▸ SUPPLIED MATERIAL
· · ·

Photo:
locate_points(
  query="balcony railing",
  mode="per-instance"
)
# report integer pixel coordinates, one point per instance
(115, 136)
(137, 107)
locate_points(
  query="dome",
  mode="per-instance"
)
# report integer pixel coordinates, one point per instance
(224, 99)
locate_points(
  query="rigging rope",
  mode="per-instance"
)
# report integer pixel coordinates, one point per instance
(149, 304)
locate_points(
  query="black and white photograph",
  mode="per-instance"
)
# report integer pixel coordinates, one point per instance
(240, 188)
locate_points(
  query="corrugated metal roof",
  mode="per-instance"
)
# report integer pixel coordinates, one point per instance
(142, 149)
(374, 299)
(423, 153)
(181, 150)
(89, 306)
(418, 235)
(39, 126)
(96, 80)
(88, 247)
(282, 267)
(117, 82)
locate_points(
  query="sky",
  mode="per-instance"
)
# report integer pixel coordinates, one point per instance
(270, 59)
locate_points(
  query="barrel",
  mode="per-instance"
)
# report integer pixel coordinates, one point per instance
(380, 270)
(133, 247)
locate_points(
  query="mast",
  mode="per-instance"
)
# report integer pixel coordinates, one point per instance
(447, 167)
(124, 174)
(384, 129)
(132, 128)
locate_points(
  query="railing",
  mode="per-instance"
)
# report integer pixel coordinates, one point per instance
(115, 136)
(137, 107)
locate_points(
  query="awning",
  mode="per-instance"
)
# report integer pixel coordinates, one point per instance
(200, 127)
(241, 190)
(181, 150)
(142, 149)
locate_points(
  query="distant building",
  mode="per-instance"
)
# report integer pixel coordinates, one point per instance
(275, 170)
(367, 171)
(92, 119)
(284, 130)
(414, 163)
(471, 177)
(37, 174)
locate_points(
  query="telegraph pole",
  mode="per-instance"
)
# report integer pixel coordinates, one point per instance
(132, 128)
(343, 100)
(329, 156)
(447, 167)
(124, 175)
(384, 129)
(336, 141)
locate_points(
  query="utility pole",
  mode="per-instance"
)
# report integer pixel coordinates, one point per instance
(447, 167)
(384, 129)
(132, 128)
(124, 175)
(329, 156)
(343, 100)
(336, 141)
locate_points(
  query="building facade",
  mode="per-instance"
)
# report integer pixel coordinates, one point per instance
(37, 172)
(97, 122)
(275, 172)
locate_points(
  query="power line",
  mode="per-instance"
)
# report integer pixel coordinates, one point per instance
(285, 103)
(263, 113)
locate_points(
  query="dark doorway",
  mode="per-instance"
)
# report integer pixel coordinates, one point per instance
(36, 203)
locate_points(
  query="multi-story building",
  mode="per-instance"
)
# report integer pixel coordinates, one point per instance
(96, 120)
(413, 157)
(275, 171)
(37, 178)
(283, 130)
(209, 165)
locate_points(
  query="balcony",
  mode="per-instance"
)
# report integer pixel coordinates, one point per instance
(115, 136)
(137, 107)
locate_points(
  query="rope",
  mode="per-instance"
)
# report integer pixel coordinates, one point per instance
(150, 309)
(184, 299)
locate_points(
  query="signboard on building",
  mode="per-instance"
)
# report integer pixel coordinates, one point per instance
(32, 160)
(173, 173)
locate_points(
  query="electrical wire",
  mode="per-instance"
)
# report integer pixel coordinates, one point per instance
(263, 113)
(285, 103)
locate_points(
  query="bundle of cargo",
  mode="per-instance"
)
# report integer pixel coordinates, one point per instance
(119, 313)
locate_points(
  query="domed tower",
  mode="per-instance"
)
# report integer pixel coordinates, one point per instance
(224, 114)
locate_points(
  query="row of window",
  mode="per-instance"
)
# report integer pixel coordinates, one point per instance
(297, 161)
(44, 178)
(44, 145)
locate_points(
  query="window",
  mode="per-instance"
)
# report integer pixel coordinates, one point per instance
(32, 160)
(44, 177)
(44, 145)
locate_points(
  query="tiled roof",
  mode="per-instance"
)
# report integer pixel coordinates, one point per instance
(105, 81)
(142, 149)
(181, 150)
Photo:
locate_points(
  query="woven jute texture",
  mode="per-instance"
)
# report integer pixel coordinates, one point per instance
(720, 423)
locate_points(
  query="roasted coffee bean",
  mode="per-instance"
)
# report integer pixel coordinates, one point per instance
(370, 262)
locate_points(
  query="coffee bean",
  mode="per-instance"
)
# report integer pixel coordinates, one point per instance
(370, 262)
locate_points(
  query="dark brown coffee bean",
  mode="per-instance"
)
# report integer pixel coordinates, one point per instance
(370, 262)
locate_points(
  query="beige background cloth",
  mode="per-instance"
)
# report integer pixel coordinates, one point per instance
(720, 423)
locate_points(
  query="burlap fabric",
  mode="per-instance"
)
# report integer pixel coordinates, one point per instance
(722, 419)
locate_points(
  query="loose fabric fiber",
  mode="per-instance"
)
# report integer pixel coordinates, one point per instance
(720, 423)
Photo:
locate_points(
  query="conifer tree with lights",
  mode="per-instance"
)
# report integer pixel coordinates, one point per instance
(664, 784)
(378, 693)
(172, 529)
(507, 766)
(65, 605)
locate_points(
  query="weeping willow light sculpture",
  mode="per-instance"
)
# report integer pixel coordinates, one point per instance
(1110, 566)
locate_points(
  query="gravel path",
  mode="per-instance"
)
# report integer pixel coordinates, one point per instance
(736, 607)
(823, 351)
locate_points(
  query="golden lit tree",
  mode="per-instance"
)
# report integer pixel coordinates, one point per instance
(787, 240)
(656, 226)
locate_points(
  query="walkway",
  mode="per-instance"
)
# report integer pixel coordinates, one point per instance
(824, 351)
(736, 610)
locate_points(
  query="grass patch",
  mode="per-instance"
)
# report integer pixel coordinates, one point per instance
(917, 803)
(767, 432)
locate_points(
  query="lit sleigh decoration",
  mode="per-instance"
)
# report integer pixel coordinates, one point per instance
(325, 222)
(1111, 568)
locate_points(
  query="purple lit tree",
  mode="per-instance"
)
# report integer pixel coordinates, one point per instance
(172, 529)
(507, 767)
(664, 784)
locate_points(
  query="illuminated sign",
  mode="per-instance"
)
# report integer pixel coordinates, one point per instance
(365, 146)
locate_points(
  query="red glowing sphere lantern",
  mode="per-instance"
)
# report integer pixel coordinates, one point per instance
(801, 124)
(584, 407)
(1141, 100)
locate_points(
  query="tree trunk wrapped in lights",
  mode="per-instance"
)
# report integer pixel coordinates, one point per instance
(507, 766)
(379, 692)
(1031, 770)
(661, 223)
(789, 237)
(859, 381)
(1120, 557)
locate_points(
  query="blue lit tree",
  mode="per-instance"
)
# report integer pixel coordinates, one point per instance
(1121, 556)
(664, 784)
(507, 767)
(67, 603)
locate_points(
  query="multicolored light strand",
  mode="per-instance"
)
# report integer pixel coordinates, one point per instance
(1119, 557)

· · ·

▸ WORK INSTRUCTIONS
Copy out each record, keeping every word as it is.

▸ COMPLETE RESPONSE
Photo:
locate_points(
  query="balcony railing",
  mode="per-instance"
)
# report integer pixel coordinates, one point per instance
(115, 136)
(137, 107)
locate_points(
  query="dome",
  mode="per-instance"
)
# report integer pixel coordinates, one point per instance
(224, 99)
locate_points(
  query="rigging rope",
  mode="per-instance"
)
# report integer pixel coordinates, one point per instance
(149, 304)
locate_points(
  query="black and white photograph",
  mode="per-instance"
)
# report integer pixel coordinates, one point per instance
(240, 188)
locate_points(
  query="corrugated metal roof",
  mode="per-instance"
)
# report integer pixel coordinates, one point per instance
(142, 149)
(374, 299)
(423, 153)
(181, 150)
(89, 306)
(418, 235)
(39, 126)
(96, 80)
(88, 247)
(282, 267)
(117, 82)
locate_points(
  query="sky",
  mode="per-instance"
)
# report integer pixel coordinates, one point per instance
(270, 59)
locate_points(
  query="barrel",
  mode="per-instance"
)
# report integer pixel coordinates, one point per instance
(380, 270)
(133, 247)
locate_points(
  query="mast",
  mode="per-instance"
)
# report integer pixel coordinates, one point per instance
(447, 167)
(124, 174)
(384, 129)
(132, 128)
locate_points(
  query="railing",
  mode="per-instance"
)
# report integer pixel coordinates, one point per instance
(115, 136)
(137, 107)
locate_points(
  query="awning",
  mode="per-instance"
)
# report integer pixel coordinates, one point per instance
(200, 127)
(241, 190)
(181, 150)
(142, 149)
locate_points(
  query="distant building",
  mode="per-instance"
)
# report integer pixel coordinates, one point per instance
(275, 170)
(367, 171)
(92, 119)
(284, 130)
(414, 163)
(471, 177)
(37, 174)
locate_points(
  query="telegraph pole",
  mode="per-instance"
)
# report integer pixel coordinates, one point per instance
(132, 128)
(343, 100)
(329, 156)
(447, 167)
(124, 175)
(384, 129)
(336, 141)
locate_points(
  query="utility pole",
  mode="per-instance"
)
# report integer pixel coordinates, one point per instance
(447, 167)
(384, 129)
(132, 128)
(124, 175)
(329, 156)
(343, 100)
(336, 141)
locate_points(
  query="building facade",
  mode="per-instance"
)
# report integer pixel coordinates, one point per instance
(37, 172)
(97, 122)
(275, 172)
locate_points(
  query="power line",
  mode="per-instance"
)
# report integer pixel coordinates, one point per instance
(285, 103)
(263, 113)
locate_points(
  query="dark doorway",
  mode="per-instance"
)
# report integer pixel coordinates, one point per instance
(36, 203)
locate_points(
  query="multi-story building",
  mode="per-instance"
)
# report integer pixel coordinates, one point per instance
(96, 120)
(413, 157)
(275, 171)
(37, 178)
(283, 130)
(209, 165)
locate_points(
  query="balcony",
  mode="per-instance"
)
# report integer pixel coordinates, one point per instance
(115, 136)
(137, 107)
locate_points(
  query="rope",
  mode="per-instance"
)
# report integer pixel coordinates, one point per instance
(150, 309)
(184, 299)
locate_points(
  query="signboard on building",
  mode="per-instance"
)
# report integer pixel coordinates, one point per instance
(32, 160)
(173, 173)
locate_points(
  query="electrical wire",
  mode="per-instance"
)
# report integer pixel coordinates, one point per instance
(263, 113)
(285, 103)
locate_points(
  query="bundle of cargo",
  mode="per-instance"
)
# report integer pixel coordinates, one point per instance
(119, 313)
locate_points(
  query="domed tower",
  mode="per-instance"
)
# report integer pixel coordinates, one point per instance
(224, 114)
locate_points(
  query="row of window",
  mode="per-instance"
)
# report integer pixel coordinates, one point per instance
(297, 161)
(44, 178)
(44, 145)
locate_points(
  query="window",
  mode="per-instance"
)
# report integer pixel coordinates, one point per instance
(32, 160)
(44, 177)
(44, 145)
locate_points(
  query="tiled roof",
  mode="per-instance"
)
# report integer pixel coordinates, one point per instance
(105, 81)
(142, 149)
(181, 150)
Photo:
locate_points(
  query="woven jute texture",
  mode="per-instance"
)
# report integer pixel coordinates, one point per instance
(720, 423)
locate_points(
  query="roasted coffee bean",
  mode="per-instance"
)
# report integer pixel coordinates, one point per instance
(370, 262)
locate_points(
  query="coffee bean",
  mode="per-instance"
)
# report integer pixel coordinates, one point per instance
(370, 262)
locate_points(
  query="dark brown coffee bean",
  mode="per-instance"
)
# report integer pixel coordinates, one point per instance
(370, 262)
locate_points(
  query="beige background cloth",
  mode="per-instance"
)
# report integer pixel coordinates, one point per instance
(720, 423)
locate_points(
  query="burlap fabric",
  mode="per-instance"
)
# report integer pixel coordinates, one point per instance
(722, 419)
locate_points(
  query="loose fabric fiber",
  mode="per-instance"
)
# report integer pixel coordinates, one point per instance
(720, 423)
Photo:
locate_points(
  query="conifer tree with lights",
  mode="per-instance"
)
# report integer pixel coordinates, one point per instance
(664, 784)
(378, 693)
(172, 529)
(507, 766)
(65, 605)
locate_points(
  query="weeping willow light sculpture",
  mode="per-instance"
)
# report integer pixel coordinates, one point per instance
(1110, 566)
locate_points(
  query="gravel path",
  mode="per-instance"
)
# report integer pixel coordinates, one point per instance
(736, 607)
(823, 351)
locate_points(
  query="golden lit tree",
  mode="per-instance"
)
# report integer pixel coordinates, one point per instance
(787, 240)
(656, 226)
locate_points(
  query="walkway",
  mode="per-instance"
)
# report integer pixel coordinates, one point per instance
(824, 351)
(736, 610)
locate_points(
  query="grass patch",
  mode="per-instance"
)
# report integer pixel coordinates, one point per instance
(917, 803)
(767, 432)
locate_points(
  query="lit sleigh decoration",
  mode="per-instance"
)
# report integer pixel coordinates, one point per instance
(325, 222)
(1111, 568)
locate_points(
  query="purple lit tree",
  mode="per-instance"
)
# report integer pixel coordinates, one point per instance
(172, 529)
(507, 767)
(664, 784)
locate_points(
  query="illuminated sign",
  mode="per-instance"
)
# report integer pixel coordinates, one point per instance
(365, 146)
locate_points(
  query="red glowing sphere lantern",
  mode="per-instance"
)
# report integer pixel coordinates, one point per instance
(801, 124)
(584, 407)
(1141, 100)
locate_points(
  query="tree trunk wrapped in lights",
  mode="per-instance"
)
# report integer pixel coordinates, one point per instance
(507, 766)
(379, 692)
(1031, 770)
(661, 223)
(789, 237)
(859, 381)
(1120, 557)
locate_points(
  query="blue lit tree",
  mode="per-instance"
)
# report integer pixel coordinates, one point per instance
(1121, 556)
(664, 784)
(507, 767)
(67, 603)
locate_points(
  query="multicolored light strand",
  mode="per-instance"
)
# report integer pixel coordinates, one point per instance
(1119, 557)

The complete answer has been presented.